(Region pointing data)
----------------

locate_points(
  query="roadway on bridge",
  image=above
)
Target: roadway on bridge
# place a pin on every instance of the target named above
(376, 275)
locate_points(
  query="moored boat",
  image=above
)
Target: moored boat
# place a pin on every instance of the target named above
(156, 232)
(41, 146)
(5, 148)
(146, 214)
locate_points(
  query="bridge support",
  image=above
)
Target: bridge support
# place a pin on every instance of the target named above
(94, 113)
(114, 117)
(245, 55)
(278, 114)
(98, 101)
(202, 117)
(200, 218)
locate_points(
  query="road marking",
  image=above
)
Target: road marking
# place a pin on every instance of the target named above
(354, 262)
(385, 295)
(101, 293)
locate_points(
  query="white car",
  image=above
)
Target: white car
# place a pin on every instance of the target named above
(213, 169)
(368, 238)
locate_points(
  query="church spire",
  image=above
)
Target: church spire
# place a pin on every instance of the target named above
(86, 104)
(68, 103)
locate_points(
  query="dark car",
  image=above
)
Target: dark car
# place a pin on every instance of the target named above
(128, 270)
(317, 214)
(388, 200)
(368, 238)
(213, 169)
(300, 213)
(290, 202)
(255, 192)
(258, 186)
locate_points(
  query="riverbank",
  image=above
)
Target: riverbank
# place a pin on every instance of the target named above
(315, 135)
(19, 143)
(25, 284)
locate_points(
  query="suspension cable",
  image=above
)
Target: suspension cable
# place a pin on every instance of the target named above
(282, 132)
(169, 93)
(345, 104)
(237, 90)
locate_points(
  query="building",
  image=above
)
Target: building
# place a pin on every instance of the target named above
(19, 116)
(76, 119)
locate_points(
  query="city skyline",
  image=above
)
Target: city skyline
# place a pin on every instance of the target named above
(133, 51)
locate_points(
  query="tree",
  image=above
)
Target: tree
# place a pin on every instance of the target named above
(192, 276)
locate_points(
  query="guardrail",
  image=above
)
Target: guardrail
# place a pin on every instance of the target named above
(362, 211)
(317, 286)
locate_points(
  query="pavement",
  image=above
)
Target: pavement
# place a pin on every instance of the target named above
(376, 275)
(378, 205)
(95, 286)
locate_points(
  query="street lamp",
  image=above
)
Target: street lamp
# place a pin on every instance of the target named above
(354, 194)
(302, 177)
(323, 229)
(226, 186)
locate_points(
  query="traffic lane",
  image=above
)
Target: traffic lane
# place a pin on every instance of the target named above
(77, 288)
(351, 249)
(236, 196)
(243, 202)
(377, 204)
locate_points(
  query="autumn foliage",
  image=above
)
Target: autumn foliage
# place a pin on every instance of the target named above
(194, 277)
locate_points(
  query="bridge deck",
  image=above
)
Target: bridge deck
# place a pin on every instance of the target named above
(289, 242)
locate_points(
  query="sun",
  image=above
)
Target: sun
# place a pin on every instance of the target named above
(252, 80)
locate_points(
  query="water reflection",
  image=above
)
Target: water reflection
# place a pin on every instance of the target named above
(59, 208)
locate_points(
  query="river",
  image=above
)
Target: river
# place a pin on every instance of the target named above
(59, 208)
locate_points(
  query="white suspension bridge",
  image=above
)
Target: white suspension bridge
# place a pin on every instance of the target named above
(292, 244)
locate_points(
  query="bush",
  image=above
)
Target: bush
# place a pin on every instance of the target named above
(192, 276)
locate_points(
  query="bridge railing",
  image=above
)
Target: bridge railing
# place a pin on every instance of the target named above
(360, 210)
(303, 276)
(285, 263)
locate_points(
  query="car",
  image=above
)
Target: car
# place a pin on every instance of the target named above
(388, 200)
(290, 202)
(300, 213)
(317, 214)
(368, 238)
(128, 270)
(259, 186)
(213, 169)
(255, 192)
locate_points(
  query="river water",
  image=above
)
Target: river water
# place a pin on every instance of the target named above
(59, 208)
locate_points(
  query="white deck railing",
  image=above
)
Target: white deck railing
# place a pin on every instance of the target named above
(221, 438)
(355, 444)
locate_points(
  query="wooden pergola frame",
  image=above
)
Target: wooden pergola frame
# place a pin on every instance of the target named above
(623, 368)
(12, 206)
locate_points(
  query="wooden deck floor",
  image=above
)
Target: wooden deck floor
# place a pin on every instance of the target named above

----------------

▶ EXERCISE GOAL
Go through the entries and return each line where the word "spire" occurs.

▶ WRITTEN SOLUTION
  query="church spire",
Target: church spire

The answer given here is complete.